--- Goals ---
**1.** Answer these questions using the GitHub crawler page.
(a) Through what does the crawler reach an organization's repositories?
(b) Which jar does the page say to download from Maven?
(c) Besides GitHub, what other platform does the page say the utility now works for?
**2.** Please repeat word for word the part of the GitHub crawler page starting at "Why can it be" and ending at "a repository ?".

--- Supplied passage ---
* Start *

Skip to content

a utility to crawl all your repositories and find the information you need - now also working for Gitlab !

License

Notifications You must be signed in to change notification settings

societe-generale/github-crawler

Repository files navigation

GitHub crawler

Build Status Maven Central

Why can it be useful ?

With the current move to microservices, it's not rare that a team who previously had a couple of repositories, now has several dozens. Keeping a minimum of consistency between the repositories becomes a challenge which may cause risks :

  • have we updated all our repositories so that they use the latest Docker image ?
  • have we set up the proper security config in all our repositories ?
  • which versions of the library X are we using across ?
  • are we using a library that we are not supposed to use anymore ?
  • do we use hardcoded string in unexpected places in our code ?
  • which team is owner of a repository ?

These are all simple questions that sometimes take hours to answer, with always the risk of missing one repository in the analysis, making the answer inaccurate.

Github crawler aims at automating the information gathering, by crawling an organization's repositories through GitHub API. Even if your organization has hundreds of repositories, Github crawler will be able to report very useful information in few seconds !

Getting started

If you want to provide your own configuration without any code customisation, then you can simply :

  • download the latest github-crawler-starter-exec jar from Maven
  • place your config file (say application.yml) next to the jar - see below
  • run from command line :
java -jar github-crawler-exec.jar --spring.config.location=./

(more examples are available in sections below, ie how to run from IDE and how to extend github crawler, and in this repository)

* End *

--- Data listing ---
* Start *

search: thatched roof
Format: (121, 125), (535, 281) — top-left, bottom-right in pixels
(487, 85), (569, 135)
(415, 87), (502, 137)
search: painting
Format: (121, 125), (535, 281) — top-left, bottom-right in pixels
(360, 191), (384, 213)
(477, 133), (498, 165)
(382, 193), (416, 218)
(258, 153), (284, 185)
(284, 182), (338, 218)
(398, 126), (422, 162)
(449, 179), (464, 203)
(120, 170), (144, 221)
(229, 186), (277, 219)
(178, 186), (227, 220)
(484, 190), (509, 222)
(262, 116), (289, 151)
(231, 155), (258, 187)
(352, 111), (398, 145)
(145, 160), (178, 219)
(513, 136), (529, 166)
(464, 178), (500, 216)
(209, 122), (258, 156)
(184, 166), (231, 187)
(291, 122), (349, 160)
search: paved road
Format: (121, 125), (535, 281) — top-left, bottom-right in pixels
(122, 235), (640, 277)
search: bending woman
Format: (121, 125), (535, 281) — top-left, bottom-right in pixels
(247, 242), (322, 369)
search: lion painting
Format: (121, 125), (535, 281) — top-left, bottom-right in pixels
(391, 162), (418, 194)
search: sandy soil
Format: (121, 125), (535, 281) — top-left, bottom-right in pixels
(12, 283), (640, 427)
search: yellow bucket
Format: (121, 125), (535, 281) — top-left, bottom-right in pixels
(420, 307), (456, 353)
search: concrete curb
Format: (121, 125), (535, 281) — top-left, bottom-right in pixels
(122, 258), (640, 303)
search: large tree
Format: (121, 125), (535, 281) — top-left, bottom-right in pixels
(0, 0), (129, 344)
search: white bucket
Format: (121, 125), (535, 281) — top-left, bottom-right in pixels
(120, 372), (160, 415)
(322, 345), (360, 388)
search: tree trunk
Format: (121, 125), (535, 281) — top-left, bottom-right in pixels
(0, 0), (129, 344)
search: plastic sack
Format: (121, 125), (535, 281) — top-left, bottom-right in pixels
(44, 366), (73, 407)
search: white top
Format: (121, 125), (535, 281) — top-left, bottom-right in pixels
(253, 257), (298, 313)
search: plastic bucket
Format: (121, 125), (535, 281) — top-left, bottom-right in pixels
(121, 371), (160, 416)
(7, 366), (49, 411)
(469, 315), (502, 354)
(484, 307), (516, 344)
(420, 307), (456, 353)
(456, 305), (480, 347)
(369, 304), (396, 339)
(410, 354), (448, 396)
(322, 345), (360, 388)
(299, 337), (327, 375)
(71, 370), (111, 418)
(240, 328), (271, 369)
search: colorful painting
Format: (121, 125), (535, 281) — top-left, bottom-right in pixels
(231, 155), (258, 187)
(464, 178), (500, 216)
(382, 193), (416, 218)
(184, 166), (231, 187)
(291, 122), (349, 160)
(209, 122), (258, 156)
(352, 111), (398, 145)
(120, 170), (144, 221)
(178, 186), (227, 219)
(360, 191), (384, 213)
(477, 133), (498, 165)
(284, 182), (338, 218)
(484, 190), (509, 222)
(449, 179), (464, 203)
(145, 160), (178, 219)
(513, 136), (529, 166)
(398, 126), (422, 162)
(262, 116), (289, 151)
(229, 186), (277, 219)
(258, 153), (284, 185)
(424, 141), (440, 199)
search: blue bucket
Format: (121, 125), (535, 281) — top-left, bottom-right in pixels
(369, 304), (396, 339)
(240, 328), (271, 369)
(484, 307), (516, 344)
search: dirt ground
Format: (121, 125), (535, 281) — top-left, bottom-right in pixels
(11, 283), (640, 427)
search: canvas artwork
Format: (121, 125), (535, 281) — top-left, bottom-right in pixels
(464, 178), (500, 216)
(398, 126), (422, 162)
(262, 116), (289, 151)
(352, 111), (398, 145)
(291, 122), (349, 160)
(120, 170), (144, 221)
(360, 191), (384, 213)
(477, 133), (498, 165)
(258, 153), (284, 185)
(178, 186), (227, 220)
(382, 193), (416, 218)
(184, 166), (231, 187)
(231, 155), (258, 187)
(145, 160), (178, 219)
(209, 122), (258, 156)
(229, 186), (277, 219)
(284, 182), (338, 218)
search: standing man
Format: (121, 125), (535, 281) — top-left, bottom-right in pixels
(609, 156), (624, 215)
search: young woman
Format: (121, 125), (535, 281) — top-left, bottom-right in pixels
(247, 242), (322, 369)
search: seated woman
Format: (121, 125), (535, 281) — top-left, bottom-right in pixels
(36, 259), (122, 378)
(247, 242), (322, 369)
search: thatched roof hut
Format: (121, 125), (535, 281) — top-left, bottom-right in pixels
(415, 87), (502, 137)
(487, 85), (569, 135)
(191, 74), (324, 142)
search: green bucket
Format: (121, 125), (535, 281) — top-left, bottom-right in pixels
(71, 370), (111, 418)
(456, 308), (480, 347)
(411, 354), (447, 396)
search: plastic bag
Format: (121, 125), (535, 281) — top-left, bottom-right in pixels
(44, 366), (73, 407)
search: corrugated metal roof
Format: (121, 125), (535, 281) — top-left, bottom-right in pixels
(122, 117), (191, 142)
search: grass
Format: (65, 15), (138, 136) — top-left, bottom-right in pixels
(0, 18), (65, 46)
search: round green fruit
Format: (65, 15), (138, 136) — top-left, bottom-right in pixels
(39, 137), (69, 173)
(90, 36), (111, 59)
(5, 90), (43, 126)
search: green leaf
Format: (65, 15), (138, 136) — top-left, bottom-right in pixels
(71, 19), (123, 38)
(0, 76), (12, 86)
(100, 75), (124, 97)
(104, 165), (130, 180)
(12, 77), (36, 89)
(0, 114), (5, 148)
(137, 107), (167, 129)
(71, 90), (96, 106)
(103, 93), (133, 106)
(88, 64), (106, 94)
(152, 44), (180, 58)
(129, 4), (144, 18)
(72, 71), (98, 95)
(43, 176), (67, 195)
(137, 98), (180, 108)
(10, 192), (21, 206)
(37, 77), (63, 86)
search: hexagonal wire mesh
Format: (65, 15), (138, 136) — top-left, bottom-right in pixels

* End *
* Start *

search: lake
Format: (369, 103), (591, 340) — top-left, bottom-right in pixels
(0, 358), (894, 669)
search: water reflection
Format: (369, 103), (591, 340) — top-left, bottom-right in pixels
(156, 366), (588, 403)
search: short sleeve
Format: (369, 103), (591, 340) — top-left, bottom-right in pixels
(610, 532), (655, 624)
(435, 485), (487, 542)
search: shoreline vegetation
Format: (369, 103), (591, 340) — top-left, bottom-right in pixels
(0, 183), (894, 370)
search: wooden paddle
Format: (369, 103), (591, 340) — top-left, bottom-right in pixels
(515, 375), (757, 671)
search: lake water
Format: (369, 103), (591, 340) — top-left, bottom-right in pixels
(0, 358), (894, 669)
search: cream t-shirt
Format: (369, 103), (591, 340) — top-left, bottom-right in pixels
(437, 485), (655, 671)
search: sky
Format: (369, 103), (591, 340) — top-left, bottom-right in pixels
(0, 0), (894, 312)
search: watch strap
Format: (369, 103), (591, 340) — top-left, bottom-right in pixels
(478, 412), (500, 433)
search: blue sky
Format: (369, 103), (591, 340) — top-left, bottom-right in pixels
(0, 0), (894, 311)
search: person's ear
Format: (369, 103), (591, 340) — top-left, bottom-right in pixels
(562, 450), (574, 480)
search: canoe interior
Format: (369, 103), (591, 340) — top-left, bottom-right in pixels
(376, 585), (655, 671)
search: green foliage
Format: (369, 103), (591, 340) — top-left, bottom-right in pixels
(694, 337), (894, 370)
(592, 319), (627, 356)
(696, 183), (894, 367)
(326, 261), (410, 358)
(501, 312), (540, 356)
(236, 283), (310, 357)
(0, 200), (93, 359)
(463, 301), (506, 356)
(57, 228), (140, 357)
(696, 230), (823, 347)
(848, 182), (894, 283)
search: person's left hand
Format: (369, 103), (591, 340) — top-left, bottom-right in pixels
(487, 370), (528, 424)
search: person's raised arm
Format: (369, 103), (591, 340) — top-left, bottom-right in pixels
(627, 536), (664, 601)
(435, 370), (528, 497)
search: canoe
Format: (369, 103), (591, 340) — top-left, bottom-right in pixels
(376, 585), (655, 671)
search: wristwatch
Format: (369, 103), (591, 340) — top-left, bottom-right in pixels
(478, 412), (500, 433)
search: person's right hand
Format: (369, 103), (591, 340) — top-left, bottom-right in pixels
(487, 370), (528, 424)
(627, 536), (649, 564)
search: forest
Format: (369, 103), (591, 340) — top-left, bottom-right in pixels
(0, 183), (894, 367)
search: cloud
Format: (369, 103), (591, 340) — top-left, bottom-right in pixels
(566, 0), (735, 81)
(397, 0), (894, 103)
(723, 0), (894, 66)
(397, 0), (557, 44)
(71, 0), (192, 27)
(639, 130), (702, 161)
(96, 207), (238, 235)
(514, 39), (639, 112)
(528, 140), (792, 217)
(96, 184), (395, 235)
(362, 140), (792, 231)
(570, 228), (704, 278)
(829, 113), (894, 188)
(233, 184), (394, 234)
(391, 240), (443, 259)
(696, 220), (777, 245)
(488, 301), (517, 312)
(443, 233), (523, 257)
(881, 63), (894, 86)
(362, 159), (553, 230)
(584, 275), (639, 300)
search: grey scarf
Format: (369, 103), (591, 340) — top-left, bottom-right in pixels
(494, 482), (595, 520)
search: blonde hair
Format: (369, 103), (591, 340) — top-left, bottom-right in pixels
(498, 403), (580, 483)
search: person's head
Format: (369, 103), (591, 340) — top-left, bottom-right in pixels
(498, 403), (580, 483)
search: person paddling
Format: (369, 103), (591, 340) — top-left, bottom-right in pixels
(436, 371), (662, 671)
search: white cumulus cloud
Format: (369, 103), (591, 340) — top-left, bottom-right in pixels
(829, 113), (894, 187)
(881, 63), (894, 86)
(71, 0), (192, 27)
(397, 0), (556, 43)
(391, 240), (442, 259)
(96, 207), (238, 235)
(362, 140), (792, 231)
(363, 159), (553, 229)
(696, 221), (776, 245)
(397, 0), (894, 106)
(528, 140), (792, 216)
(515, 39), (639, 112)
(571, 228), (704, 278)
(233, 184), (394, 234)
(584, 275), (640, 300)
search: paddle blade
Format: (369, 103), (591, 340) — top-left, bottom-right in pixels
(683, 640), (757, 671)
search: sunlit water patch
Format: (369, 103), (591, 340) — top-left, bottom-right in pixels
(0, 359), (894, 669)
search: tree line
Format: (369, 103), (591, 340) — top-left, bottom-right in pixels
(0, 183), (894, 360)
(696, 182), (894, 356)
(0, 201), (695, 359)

* End *

--- Final results ---
**1.**
(a) The GitHub API.
(b) The latest github-crawler-starter-exec jar.
(c) Gitlab.

**2.**
Why can it be useful ?

With the current move to microservices, it's not rare that a team who previously had a couple of repositories, now has several dozens. Keeping a minimum of consistency between the repositories becomes a challenge which may cause risks :

  • have we updated all our repositories so that they use the latest Docker image ?
  • have we set up the proper security config in all our repositories ?
  • which versions of the library X are we using across ?
  • are we using a library that we are not supposed to use anymore ?
  • do we use hardcoded string in unexpected places in our code ?
  • which team is owner of a repository ?